WHAT IS NEEDED. Gather each line of the data below that contains the word "overcast".

STORED ROWS.
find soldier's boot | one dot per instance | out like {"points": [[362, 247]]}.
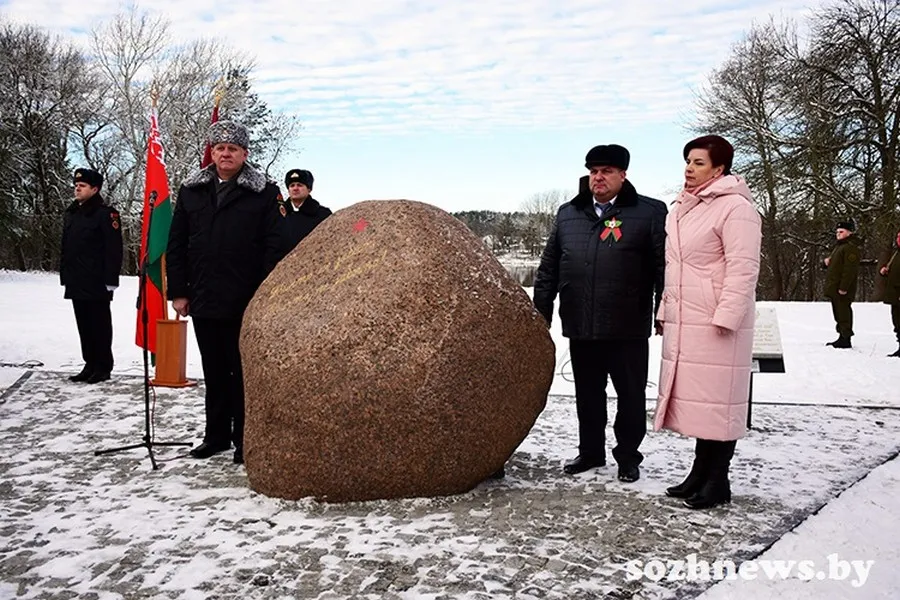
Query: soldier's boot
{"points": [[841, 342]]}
==
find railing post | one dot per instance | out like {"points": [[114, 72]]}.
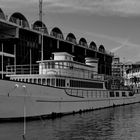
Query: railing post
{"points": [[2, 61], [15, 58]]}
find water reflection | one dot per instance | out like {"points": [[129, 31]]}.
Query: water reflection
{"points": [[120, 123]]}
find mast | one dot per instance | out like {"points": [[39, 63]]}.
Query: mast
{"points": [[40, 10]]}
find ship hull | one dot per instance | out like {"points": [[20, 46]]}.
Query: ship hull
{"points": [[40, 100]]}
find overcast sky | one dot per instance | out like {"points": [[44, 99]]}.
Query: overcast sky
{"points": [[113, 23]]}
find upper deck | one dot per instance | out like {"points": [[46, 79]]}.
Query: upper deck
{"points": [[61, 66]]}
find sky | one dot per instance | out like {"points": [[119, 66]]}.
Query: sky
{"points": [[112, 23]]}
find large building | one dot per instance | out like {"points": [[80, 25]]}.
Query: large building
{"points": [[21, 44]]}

SOLVED PROBLEM.
find overcast sky | one dot per instance | out like {"points": [[44, 99]]}.
Query: overcast sky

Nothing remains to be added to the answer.